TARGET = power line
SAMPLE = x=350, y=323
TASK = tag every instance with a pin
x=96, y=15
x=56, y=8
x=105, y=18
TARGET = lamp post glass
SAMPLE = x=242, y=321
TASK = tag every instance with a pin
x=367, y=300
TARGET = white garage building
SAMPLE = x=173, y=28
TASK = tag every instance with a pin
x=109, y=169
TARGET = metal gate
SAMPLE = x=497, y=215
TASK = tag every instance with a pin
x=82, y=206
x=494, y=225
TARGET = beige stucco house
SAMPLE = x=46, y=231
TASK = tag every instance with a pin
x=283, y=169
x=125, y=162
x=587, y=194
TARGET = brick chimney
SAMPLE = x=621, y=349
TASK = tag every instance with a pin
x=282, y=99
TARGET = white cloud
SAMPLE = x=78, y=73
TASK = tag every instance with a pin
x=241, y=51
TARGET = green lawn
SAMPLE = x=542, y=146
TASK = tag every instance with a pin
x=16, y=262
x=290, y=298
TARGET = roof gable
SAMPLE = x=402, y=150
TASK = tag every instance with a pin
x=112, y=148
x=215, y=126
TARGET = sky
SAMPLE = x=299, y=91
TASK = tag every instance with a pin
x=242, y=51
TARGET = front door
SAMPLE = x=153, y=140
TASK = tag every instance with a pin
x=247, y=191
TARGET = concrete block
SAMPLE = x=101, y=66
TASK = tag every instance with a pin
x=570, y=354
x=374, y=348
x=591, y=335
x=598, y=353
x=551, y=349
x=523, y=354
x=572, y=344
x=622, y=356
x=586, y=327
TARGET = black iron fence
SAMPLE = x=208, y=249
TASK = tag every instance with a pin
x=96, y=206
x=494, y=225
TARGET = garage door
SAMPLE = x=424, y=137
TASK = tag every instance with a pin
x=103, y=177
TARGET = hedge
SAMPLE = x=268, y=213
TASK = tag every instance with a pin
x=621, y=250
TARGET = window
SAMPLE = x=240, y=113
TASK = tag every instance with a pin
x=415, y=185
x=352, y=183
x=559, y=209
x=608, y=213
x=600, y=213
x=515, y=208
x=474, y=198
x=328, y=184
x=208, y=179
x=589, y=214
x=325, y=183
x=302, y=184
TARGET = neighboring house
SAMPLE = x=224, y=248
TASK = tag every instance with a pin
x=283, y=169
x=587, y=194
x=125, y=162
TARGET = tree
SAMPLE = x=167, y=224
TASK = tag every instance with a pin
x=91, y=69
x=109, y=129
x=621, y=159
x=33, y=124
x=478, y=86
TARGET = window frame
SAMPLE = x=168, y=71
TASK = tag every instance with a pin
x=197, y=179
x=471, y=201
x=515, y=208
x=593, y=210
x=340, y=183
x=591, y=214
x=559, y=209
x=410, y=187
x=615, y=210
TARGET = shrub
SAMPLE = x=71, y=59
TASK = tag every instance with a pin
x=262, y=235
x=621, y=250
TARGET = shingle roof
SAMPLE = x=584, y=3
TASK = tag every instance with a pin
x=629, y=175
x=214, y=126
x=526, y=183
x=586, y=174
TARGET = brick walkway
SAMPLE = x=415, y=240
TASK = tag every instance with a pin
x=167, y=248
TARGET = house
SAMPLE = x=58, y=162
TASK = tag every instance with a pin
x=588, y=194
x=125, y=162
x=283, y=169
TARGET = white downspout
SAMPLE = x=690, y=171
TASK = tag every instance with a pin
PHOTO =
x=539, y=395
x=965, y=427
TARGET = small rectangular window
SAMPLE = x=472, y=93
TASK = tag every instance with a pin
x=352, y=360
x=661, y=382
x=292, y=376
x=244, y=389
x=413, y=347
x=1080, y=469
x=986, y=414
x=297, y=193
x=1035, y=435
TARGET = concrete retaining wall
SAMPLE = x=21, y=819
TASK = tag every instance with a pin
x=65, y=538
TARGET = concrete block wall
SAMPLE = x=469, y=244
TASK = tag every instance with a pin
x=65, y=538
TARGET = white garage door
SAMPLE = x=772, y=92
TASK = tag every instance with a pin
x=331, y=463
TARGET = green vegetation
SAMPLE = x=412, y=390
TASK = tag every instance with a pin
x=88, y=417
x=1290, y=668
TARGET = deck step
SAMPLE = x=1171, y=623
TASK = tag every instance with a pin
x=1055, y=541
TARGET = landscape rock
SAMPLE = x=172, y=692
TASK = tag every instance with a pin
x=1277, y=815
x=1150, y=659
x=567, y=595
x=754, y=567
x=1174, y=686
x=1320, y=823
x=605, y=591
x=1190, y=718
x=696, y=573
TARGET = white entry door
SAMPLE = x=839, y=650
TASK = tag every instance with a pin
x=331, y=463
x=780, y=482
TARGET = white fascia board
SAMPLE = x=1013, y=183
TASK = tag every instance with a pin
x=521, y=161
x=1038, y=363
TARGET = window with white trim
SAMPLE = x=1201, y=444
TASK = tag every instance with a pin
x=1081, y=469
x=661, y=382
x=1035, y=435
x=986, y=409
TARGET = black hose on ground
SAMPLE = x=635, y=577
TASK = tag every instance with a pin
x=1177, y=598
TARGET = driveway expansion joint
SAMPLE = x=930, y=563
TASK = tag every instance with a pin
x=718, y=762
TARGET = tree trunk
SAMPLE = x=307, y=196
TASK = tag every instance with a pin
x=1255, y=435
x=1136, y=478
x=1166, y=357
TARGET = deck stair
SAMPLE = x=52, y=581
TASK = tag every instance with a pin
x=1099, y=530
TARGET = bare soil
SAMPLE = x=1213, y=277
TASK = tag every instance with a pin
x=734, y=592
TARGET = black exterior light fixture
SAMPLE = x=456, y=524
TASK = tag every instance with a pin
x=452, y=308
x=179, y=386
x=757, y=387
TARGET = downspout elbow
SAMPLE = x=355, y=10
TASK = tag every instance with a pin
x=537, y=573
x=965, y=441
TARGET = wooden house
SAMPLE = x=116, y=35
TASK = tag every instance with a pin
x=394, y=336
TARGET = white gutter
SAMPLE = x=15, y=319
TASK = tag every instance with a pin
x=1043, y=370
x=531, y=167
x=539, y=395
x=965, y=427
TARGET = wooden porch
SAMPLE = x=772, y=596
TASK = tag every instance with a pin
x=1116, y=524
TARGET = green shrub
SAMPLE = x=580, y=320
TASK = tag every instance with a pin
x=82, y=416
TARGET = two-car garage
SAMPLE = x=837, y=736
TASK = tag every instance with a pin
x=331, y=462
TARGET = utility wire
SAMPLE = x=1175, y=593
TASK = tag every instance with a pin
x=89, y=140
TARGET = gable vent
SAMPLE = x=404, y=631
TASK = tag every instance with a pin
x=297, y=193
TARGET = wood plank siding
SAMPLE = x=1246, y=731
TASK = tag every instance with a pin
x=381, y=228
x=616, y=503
━━━━━━━━━━━━━━━━━━━━
-- Objective --
Copy all of the data above without any changes.

-- Exercise result --
TARGET = power line
SAMPLE = x=350, y=323
TASK = tag every instance with a pin
x=96, y=15
x=56, y=8
x=105, y=18
TARGET = lamp post glass
SAMPLE = x=242, y=321
TASK = tag every instance with a pin
x=367, y=300
TARGET = white garage building
SAMPLE = x=173, y=28
TASK = tag every instance with a pin
x=109, y=169
TARGET = metal gate
SAMPLE = x=497, y=215
TASK = tag every instance with a pin
x=82, y=206
x=494, y=225
TARGET = beige stucco house
SAMPLE = x=46, y=231
TASK = tag every instance with a pin
x=283, y=169
x=125, y=162
x=587, y=194
TARGET = brick chimney
SAMPLE = x=621, y=349
TASK = tag every instance with a pin
x=282, y=99
TARGET = white cloud
SAMPLE = x=78, y=73
TASK = tag every instance with a pin
x=241, y=51
TARGET = green lawn
SAMPLE = x=542, y=146
TASK = tag every instance with a pin
x=16, y=262
x=290, y=298
TARGET = roof gable
SAMPLE = x=402, y=150
TASK = tag every instance with a pin
x=112, y=148
x=215, y=126
TARGET = sky
SAMPLE = x=299, y=91
TASK = tag every instance with a pin
x=242, y=51
TARGET = front door
SAMPLE = x=153, y=140
TASK = tag every instance with a pin
x=247, y=191
TARGET = concrete block
SAMPLE = x=101, y=66
TASK = tag every instance with a pin
x=570, y=354
x=374, y=348
x=591, y=335
x=598, y=353
x=551, y=349
x=523, y=354
x=572, y=344
x=622, y=356
x=586, y=327
TARGET = black iron fence
SAMPLE = x=208, y=249
TASK = tag every instance with a pin
x=96, y=206
x=494, y=225
TARGET = garage door
SAMPLE = x=424, y=137
TASK = tag every instance with a pin
x=103, y=177
TARGET = hedge
SAMPLE = x=268, y=213
TASK = tag every instance with a pin
x=621, y=250
TARGET = window
SAMPLE = x=240, y=113
TASK = tag every instance with a pin
x=415, y=185
x=352, y=183
x=559, y=209
x=608, y=213
x=600, y=213
x=515, y=208
x=474, y=198
x=328, y=184
x=208, y=179
x=589, y=214
x=325, y=183
x=302, y=184
TARGET = neighboring house
SAMPLE = x=224, y=248
TASK = tag every instance with a pin
x=283, y=169
x=587, y=194
x=125, y=162
TARGET = tree
SAMPLE = x=167, y=224
TASK = tag every instance with a pin
x=91, y=69
x=109, y=129
x=621, y=159
x=33, y=124
x=478, y=86
TARGET = window frame
SAMPLE = x=168, y=71
TASK = tag every instance with a pin
x=197, y=179
x=471, y=201
x=515, y=208
x=593, y=210
x=340, y=183
x=591, y=214
x=559, y=209
x=410, y=187
x=615, y=210
TARGET = shrub
SAMPLE = x=71, y=59
TASK = tag every instance with a pin
x=262, y=235
x=621, y=250
TARGET = shingle roof
SAMPLE = x=584, y=3
TASK = tag every instance with a pin
x=629, y=175
x=214, y=126
x=526, y=183
x=586, y=174
TARGET = brick walkway
SAMPLE = x=415, y=240
TASK = tag every instance with a pin
x=167, y=248
TARGET = house
SAMPLE = x=58, y=162
TASK = tag every instance with a pin
x=588, y=194
x=125, y=162
x=283, y=169
TARGET = white downspout
SAMPLE = x=690, y=171
TASK = tag every instance with a pin
PHOTO =
x=539, y=395
x=965, y=427
TARGET = small rectangular window
SAMPLE = x=472, y=93
TASK = tag every instance with a pin
x=352, y=360
x=661, y=382
x=292, y=376
x=244, y=389
x=413, y=347
x=1080, y=469
x=986, y=414
x=297, y=193
x=1035, y=435
TARGET = concrete retaining wall
SAMPLE = x=21, y=819
TASK = tag every instance with a pin
x=65, y=538
TARGET = concrete block wall
SAMPLE = x=469, y=244
TASK = tag every instance with a pin
x=65, y=538
TARGET = white garage door
SAMPLE = x=772, y=92
TASK = tag every instance with a pin
x=331, y=463
TARGET = green vegetation
SAMPLE = x=412, y=390
TASK = tag every instance with a pin
x=88, y=417
x=1290, y=668
TARGET = deck step
SAMPLE = x=1171, y=623
TASK = tag every instance with a pin
x=1055, y=541
TARGET = landscape rock
SAMPLE = x=172, y=692
TASK = tag every instance with a pin
x=1277, y=815
x=1150, y=659
x=567, y=595
x=754, y=567
x=1174, y=686
x=1320, y=823
x=605, y=591
x=1190, y=718
x=696, y=573
TARGET = white entry door
SAMPLE = x=839, y=650
TASK = tag every instance with a pin
x=331, y=463
x=780, y=482
TARGET = white fascia board
SAMPLE = x=1013, y=183
TASK = tag every instance with a pin
x=521, y=161
x=1038, y=363
TARGET = window with white trim
SAMPLE = x=1201, y=444
TASK = tag every instance with a pin
x=1081, y=469
x=661, y=382
x=1035, y=435
x=986, y=409
TARGET = black hose on ground
SAMPLE = x=635, y=577
TASK = tag every instance with a pin
x=1177, y=598
TARGET = driveway expansion joint
SAMPLE = x=930, y=563
TASK = tag every instance with a pin
x=718, y=762
TARGET = tree trunk
SAMPLE = x=307, y=196
TASK = tag every instance with a pin
x=1255, y=435
x=1136, y=478
x=1166, y=357
TARGET = deck stair
SAMPLE = x=52, y=581
TASK = tag every instance with a pin
x=1099, y=530
TARGET = bare soil
SAMPLE = x=1213, y=277
TASK = tag every instance with a pin
x=734, y=592
TARGET = black exterior light fixture
SAMPLE = x=456, y=524
TASK = tag every instance with a pin
x=452, y=308
x=179, y=386
x=757, y=387
TARGET = downspout elbow
SAMPLE = x=355, y=10
TASK = tag every instance with a pin
x=537, y=573
x=965, y=441
TARGET = wooden house
SAMPLE = x=116, y=35
TASK = tag every instance with a pin
x=394, y=336
TARGET = white gutter
SAMPLE = x=15, y=319
TASK = tag every instance with a pin
x=1043, y=370
x=531, y=167
x=539, y=395
x=965, y=427
TARGET = wooden porch
SAMPLE = x=772, y=596
TASK = tag every instance with a pin
x=1116, y=524
TARGET = green shrub
SAMPLE = x=580, y=320
TASK = tag every instance with a pin
x=82, y=416
TARGET = two-car garage
SAMPLE = x=837, y=736
TASK = tag every instance with a pin
x=331, y=462
TARGET = utility wire
SAMPLE = x=1175, y=593
TASK = tag every instance with a pin
x=89, y=140
TARGET = gable vent
SAMPLE = x=404, y=631
TASK = tag every instance with a pin
x=297, y=193
TARGET = wood plank siding
SAMPLE = x=1246, y=731
TASK = tag every instance with a pin
x=381, y=228
x=616, y=503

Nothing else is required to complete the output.